Stated task: Please report every line of the items below that contains the word "green", copying each such line in full. Match case exactly, so a line with only a differently capitalized form does not count.

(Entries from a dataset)
■ ■ ■ ■
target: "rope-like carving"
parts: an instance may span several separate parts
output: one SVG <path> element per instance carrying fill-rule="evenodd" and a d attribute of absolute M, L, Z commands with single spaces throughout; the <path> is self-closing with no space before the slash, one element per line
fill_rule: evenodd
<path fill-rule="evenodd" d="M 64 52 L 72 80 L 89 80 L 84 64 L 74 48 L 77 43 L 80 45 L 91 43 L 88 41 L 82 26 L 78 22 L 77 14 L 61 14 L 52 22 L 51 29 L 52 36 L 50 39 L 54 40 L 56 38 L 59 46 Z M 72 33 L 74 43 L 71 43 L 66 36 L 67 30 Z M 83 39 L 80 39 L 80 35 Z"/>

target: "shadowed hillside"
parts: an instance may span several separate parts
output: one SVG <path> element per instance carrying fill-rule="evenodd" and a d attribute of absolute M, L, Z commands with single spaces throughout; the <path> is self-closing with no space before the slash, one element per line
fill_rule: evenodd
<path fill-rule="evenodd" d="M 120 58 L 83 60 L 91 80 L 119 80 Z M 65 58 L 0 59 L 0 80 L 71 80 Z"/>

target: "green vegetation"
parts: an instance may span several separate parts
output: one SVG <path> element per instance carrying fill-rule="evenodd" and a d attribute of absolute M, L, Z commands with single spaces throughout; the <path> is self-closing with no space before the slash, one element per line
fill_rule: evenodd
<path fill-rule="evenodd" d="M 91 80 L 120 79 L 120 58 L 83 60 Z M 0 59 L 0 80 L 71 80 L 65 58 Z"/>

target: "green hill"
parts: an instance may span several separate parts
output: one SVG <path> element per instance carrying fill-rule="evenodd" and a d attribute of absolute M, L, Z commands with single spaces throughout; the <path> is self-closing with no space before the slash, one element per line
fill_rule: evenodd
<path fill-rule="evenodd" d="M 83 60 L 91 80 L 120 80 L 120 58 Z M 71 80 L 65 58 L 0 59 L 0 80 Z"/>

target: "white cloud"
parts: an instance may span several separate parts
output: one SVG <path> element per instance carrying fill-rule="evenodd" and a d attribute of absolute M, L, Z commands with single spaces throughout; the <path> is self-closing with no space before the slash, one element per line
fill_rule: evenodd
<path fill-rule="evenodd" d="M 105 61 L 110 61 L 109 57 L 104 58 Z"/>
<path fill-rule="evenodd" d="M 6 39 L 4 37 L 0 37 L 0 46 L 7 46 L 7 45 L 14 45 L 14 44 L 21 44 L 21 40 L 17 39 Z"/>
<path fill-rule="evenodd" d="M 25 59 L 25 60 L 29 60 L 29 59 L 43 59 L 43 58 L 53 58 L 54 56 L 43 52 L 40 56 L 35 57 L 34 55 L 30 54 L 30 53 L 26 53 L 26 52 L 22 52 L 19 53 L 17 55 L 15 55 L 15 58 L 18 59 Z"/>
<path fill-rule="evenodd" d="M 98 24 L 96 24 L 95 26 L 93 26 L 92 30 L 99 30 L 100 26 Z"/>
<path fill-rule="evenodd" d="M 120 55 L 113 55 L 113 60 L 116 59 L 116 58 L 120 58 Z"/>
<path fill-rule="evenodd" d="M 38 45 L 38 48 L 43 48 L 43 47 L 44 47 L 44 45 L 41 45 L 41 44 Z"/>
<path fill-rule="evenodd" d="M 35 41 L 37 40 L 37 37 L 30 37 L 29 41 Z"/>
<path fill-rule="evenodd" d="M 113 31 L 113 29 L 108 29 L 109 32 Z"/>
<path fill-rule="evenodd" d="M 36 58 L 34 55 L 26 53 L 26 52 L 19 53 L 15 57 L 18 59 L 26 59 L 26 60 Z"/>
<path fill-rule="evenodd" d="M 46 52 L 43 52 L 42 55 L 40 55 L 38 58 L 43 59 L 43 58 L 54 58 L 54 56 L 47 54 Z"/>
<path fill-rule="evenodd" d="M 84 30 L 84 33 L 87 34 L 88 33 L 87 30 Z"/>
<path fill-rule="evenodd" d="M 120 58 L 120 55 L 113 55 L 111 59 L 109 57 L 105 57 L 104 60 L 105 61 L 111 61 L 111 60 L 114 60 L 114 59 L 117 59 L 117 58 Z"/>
■ ■ ■ ■
Result of this task:
target: "green vegetation"
target: "green hill"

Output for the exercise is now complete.